Saved data entries

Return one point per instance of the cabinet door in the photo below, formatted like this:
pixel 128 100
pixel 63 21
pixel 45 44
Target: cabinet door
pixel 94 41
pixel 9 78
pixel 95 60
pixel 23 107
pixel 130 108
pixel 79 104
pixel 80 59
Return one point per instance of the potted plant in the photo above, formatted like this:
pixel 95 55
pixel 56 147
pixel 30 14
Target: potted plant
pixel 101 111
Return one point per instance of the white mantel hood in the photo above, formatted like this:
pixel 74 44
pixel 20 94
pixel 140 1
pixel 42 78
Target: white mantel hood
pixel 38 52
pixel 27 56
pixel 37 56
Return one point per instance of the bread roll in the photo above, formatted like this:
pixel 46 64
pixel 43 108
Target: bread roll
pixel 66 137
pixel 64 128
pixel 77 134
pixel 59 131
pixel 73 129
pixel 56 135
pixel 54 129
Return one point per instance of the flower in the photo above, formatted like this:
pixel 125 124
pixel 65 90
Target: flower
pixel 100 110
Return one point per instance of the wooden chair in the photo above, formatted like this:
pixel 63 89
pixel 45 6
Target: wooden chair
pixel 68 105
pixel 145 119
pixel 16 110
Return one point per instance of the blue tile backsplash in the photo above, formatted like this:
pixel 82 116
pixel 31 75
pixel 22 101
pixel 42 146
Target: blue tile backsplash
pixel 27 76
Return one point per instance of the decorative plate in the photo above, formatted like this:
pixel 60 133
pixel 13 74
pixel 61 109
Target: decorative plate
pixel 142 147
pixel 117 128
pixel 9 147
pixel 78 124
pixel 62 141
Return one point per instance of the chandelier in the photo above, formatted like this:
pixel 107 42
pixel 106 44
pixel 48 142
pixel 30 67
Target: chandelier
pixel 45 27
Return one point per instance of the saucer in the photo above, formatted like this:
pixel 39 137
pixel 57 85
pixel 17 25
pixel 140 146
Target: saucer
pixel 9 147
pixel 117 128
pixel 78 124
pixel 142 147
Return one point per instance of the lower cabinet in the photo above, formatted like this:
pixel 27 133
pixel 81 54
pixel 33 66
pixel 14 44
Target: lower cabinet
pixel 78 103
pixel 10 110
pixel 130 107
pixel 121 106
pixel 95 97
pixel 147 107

■ **EXERCISE REQUIREMENTS**
What you return must match the entries exactly, word for word.

■ **OUTPUT FOR THIS TASK**
Return one point per instance of the cabinet door in the photo below, formatted like this:
pixel 128 100
pixel 63 21
pixel 45 44
Target: cabinet door
pixel 94 41
pixel 9 78
pixel 95 60
pixel 23 107
pixel 130 108
pixel 79 104
pixel 80 59
Return one point per instance of the potted plant in the photo above, formatted like this:
pixel 95 55
pixel 56 147
pixel 30 14
Target: potted plant
pixel 101 111
Return one point per instance of the white mantel hood in the photo above, formatted like this:
pixel 74 44
pixel 20 94
pixel 140 1
pixel 42 78
Target: white mantel hood
pixel 38 52
pixel 27 56
pixel 37 56
Return one point per instance of the bread roll in the photo above, formatted like this:
pixel 46 64
pixel 43 108
Target: bread roll
pixel 66 137
pixel 64 128
pixel 77 134
pixel 59 131
pixel 73 129
pixel 56 135
pixel 54 129
Return one point per instance of the flower in the photo above, formatted like this:
pixel 125 124
pixel 65 90
Target: flower
pixel 100 110
Return one point per instance of the wooden chair in the photo above, formatted like this:
pixel 63 89
pixel 45 6
Target: wooden chair
pixel 68 105
pixel 145 119
pixel 16 110
Return one point per instance of the blue tile backsplash in the photo above, formatted like this:
pixel 82 116
pixel 31 75
pixel 22 101
pixel 42 146
Target: blue tile backsplash
pixel 27 76
Return one point per instance of the decorative plate in the photo above, formatted like this:
pixel 60 133
pixel 13 74
pixel 61 109
Target: decorative plate
pixel 142 147
pixel 117 128
pixel 9 147
pixel 78 124
pixel 62 141
Return one point per instance of the chandelier in the photo above, formatted like this:
pixel 107 42
pixel 106 44
pixel 48 142
pixel 30 67
Target: chandelier
pixel 45 27
Return one point per instance of the saucer in the photo above, formatted like this:
pixel 39 137
pixel 57 85
pixel 17 25
pixel 140 146
Target: saucer
pixel 9 147
pixel 117 128
pixel 78 124
pixel 142 147
Return one point per instance of the lower cabinet in the photo above, formatted like this:
pixel 27 133
pixel 81 54
pixel 33 66
pixel 14 44
Target: lower cabinet
pixel 78 103
pixel 10 110
pixel 130 107
pixel 121 106
pixel 95 97
pixel 147 107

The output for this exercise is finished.